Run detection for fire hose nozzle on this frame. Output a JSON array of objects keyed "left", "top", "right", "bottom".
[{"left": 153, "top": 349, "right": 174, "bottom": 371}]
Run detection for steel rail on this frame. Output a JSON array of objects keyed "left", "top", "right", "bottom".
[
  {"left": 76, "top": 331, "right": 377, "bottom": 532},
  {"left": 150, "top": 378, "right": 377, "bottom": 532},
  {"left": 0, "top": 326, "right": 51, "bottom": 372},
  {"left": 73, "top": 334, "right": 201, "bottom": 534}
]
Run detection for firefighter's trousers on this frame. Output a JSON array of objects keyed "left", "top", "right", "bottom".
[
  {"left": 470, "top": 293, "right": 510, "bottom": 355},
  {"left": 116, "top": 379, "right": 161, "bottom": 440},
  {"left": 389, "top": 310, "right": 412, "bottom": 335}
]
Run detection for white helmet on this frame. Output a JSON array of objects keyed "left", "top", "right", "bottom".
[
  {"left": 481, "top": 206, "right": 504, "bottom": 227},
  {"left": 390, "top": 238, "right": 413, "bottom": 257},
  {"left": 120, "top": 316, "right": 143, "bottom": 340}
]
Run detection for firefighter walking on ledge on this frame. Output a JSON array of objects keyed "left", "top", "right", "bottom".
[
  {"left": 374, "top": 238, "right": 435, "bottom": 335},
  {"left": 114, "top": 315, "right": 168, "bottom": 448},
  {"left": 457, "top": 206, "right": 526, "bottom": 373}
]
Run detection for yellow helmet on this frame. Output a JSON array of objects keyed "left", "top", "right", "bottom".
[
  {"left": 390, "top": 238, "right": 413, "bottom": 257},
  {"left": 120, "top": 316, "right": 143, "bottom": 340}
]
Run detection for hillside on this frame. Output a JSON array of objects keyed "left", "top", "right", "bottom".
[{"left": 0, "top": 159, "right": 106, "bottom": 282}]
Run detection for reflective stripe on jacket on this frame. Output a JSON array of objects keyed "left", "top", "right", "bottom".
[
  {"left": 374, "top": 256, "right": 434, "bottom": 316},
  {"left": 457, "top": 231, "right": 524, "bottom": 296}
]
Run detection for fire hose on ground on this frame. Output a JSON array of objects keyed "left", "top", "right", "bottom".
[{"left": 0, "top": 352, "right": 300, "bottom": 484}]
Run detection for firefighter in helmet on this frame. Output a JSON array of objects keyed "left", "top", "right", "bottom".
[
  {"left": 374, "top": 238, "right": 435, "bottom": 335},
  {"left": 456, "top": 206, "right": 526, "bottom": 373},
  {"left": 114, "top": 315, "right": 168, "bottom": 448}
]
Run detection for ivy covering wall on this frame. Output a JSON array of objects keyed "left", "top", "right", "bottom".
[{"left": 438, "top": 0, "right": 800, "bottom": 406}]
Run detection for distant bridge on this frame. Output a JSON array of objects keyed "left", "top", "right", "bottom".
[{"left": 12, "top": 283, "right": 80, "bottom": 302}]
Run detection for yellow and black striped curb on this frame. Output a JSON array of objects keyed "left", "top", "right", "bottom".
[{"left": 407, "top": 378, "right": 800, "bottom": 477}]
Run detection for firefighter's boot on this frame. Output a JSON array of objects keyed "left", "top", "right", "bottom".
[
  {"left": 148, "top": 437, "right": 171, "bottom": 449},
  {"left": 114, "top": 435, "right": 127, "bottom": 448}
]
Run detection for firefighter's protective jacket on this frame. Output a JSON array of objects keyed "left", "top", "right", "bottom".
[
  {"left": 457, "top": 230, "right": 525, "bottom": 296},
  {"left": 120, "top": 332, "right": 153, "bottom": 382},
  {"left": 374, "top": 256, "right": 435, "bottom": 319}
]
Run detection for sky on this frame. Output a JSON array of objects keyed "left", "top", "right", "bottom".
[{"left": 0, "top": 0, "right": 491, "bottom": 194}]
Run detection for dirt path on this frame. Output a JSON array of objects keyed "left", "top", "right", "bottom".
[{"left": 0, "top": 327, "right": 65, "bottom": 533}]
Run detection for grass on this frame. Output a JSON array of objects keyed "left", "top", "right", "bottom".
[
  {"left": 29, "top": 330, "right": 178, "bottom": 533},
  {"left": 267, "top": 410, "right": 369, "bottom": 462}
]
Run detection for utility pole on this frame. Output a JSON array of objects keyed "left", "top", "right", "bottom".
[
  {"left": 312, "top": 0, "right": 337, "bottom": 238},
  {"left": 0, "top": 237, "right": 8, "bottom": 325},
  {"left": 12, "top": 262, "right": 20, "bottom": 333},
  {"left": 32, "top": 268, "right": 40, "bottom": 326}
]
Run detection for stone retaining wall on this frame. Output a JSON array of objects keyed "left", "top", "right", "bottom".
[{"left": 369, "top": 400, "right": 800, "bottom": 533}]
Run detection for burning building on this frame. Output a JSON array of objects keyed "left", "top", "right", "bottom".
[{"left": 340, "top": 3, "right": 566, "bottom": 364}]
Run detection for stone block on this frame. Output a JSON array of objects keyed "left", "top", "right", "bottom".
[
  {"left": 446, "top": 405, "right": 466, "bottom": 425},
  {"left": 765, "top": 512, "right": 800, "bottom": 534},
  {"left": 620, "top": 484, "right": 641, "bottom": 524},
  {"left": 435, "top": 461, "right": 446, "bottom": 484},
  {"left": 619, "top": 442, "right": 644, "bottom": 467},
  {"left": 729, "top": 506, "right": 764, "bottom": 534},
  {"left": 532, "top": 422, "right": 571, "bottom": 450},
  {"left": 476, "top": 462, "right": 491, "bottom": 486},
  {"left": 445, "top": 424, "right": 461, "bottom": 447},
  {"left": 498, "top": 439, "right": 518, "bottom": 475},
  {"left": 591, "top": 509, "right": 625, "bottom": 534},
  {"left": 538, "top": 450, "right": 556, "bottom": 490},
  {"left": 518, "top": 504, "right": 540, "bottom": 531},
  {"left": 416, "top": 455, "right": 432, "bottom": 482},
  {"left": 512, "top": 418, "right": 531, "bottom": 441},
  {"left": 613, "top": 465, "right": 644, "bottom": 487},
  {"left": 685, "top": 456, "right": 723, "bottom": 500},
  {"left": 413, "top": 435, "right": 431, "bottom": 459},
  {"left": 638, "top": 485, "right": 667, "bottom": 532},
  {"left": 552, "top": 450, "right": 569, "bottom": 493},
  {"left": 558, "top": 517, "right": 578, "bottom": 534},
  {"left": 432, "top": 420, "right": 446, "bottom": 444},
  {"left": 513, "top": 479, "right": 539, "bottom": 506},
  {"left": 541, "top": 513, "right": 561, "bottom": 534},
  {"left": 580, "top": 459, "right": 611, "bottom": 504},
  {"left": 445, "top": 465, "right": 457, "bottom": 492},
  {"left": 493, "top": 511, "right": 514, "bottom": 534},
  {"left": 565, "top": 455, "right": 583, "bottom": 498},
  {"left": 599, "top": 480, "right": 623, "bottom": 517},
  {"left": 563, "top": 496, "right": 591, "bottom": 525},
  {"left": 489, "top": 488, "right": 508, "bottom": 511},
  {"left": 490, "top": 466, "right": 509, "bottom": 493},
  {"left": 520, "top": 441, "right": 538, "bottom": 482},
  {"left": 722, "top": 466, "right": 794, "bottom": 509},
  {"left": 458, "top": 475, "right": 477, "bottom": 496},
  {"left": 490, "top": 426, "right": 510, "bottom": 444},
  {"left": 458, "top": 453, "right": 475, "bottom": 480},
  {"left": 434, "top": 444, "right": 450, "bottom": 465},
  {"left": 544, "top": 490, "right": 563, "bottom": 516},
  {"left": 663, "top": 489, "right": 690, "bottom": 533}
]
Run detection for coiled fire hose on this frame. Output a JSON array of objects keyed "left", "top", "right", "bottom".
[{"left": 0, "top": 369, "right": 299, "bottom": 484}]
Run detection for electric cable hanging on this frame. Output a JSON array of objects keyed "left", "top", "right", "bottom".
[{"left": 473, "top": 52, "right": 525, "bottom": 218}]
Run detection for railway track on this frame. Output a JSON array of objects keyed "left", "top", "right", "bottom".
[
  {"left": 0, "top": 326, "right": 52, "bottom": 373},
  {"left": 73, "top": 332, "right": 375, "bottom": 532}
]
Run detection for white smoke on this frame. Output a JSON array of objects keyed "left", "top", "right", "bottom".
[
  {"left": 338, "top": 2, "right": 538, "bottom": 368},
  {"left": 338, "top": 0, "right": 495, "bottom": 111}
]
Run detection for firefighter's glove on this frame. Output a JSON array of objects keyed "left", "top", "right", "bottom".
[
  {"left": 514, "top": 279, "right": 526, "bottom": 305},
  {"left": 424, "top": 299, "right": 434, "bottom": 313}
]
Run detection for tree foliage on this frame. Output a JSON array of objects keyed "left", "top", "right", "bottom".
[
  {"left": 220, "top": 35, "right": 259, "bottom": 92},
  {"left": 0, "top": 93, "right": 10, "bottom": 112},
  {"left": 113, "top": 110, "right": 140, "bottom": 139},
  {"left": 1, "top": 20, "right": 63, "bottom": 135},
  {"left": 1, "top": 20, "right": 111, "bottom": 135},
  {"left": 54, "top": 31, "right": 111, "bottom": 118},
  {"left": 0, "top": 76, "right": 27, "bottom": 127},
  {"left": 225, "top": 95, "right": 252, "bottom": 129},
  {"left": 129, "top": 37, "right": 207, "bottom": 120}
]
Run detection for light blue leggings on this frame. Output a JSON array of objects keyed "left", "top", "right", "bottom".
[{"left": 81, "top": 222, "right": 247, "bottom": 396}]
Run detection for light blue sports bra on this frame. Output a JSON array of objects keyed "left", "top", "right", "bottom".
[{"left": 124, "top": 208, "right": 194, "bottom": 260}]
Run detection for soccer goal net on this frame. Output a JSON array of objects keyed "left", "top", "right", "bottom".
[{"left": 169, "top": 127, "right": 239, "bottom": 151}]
* * * *
What the task asks -
Your answer must be the lines from the one holding "Run detection for light blue leggings" to the end of the listing above, exactly as written and nothing else.

Finished task -
Run detection for light blue leggings on this frame. Output a JSON array of objects keyed "left", "top", "right", "bottom".
[{"left": 81, "top": 222, "right": 247, "bottom": 396}]
Run detection for light blue sports bra on this frame. Output a JSON array of objects keyed "left", "top", "right", "bottom".
[{"left": 124, "top": 208, "right": 194, "bottom": 260}]
Run detection for soccer goal net on this frame. Output a JSON array of objects keyed "left", "top", "right", "bottom".
[{"left": 169, "top": 127, "right": 239, "bottom": 151}]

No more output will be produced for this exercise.